=== Stored data entries ===
┄┄┄┄┄┄┄┄┄┄

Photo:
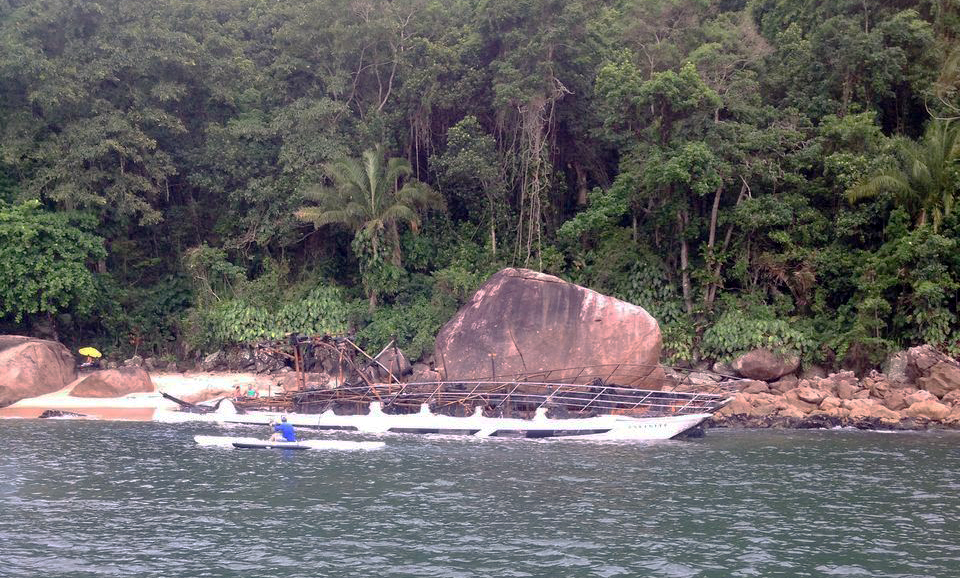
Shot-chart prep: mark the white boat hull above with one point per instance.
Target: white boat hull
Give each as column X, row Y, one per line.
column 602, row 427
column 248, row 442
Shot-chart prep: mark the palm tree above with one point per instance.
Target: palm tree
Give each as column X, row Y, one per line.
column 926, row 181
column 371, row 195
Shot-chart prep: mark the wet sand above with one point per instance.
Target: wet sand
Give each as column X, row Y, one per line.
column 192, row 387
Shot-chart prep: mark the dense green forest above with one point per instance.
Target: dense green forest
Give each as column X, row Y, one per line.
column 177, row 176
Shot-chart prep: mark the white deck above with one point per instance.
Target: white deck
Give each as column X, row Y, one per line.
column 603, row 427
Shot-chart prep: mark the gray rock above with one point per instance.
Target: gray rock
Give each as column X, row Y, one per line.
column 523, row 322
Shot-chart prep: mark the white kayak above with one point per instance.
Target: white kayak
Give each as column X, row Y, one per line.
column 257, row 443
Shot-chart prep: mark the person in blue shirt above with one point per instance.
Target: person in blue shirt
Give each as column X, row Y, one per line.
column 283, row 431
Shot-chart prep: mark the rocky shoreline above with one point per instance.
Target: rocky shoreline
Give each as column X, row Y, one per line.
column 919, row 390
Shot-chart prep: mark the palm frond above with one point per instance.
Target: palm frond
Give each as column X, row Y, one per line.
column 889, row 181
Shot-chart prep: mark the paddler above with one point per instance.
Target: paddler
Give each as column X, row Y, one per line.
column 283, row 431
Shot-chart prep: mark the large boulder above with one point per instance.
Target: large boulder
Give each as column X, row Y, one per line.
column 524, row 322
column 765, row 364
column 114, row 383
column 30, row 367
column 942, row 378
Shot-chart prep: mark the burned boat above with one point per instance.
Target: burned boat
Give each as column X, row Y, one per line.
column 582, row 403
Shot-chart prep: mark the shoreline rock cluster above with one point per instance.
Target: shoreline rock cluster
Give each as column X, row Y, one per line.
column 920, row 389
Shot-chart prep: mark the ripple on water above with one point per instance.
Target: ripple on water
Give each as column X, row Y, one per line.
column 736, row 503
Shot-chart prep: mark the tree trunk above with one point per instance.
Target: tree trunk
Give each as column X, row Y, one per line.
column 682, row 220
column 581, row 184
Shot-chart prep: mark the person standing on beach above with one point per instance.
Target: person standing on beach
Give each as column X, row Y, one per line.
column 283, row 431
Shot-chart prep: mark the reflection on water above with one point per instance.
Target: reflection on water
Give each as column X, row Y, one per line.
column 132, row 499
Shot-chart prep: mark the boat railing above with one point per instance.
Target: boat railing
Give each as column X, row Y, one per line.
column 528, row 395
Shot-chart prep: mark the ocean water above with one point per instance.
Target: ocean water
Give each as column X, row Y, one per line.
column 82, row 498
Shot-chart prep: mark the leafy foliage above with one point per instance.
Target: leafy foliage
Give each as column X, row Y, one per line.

┄┄┄┄┄┄┄┄┄┄

=== STATED PROBLEM ===
Swap "Target" for "Object" everywhere in the rows above and give them back with nothing else changed. Leave the pictures out of your answer.

=== OUTPUT ===
Photo:
Shot-chart prep: mark the white boat hull above with one point per instance.
Object: white boat hull
Give each as column X, row Y, one per line.
column 602, row 427
column 248, row 442
Shot-chart prep: mark the palm tree above with one point per instance.
Object: palm tree
Give each as column X, row Y, one per line.
column 926, row 181
column 371, row 195
Shot-chart prep: mark the wet sand above with one point per instance.
Object: wet sand
Give each as column X, row Y, one per line.
column 192, row 387
Shot-chart prep: mark the dense green forest above with one point per instance.
Object: dense green forest
Give each as column X, row Y, one per line.
column 177, row 176
Shot-chart prep: mark the white deck above with one point per instance.
Object: white deck
Give each as column X, row Y, one per line.
column 603, row 427
Shot-chart prep: mark the gray rock above with one point per instance.
Object: gray rock
Give each as column X, row Y, one per line.
column 523, row 322
Shot-chart prep: mark the white kayak above with one point per instance.
Object: white kayak
Give each as column X, row Y, one per line.
column 257, row 443
Shot-chart prep: mark the person in blue shirt above with one point per instance.
Object: person in blue shirt
Give each as column X, row Y, one per line.
column 283, row 431
Shot-chart prep: mark the rocky shoreline above with one point per instance.
Object: rocky shoreline
Give each as column X, row Y, one per line.
column 919, row 390
Shot-chart prep: mark the palm frond above with one point per instance.
Object: palm frond
Give each as column X, row Y, one per line.
column 889, row 181
Shot-chart prep: mark the paddler above with one point per instance.
Object: paddler
Give each as column X, row Y, one per line.
column 283, row 431
Shot-chart prep: mark the large boulder above with one point per instance.
Object: large boulder
Give each as column X, row Y, one per line.
column 524, row 322
column 765, row 364
column 114, row 383
column 30, row 367
column 942, row 378
Shot-chart prep: mark the burned boat above with one point per instance.
Object: burned boat
Give each as column X, row Y, one per line.
column 582, row 403
Shot-chart prep: mark the shoreline rock cluster above with one point per instance.
Object: shoreline rock cluster
Give each as column X, row Y, one per line.
column 920, row 389
Shot-chart prep: mark the ripple on water above with one point per instance.
Object: ripple on water
Give each as column X, row Y, one per line.
column 736, row 503
Shot-chart prep: mark the tree trunk above with one point per instance.
Object: tree trunk
Give each as column X, row Y, one per line.
column 682, row 220
column 581, row 184
Shot-chart prep: mark the person standing on beach above with one point per instance.
Object: person standing on beach
Give each as column X, row Y, one per line.
column 283, row 431
Shot-chart prep: mark the reflection on water above with one point per instance.
Object: reflection on water
Give each as column X, row Y, one per line.
column 132, row 499
Shot-chart prep: mark the boat railing above with one point per instance.
Object: boat railing
Give each as column X, row Y, one per line.
column 528, row 395
Shot-chart prep: mark the ocean water above with one point per instance.
Object: ocean water
Give each as column X, row Y, one per line.
column 82, row 498
Shot-chart prep: mark the leafy foliage above with one point per instance.
Object: leafy foliage
Give each as column X, row Y, one per line.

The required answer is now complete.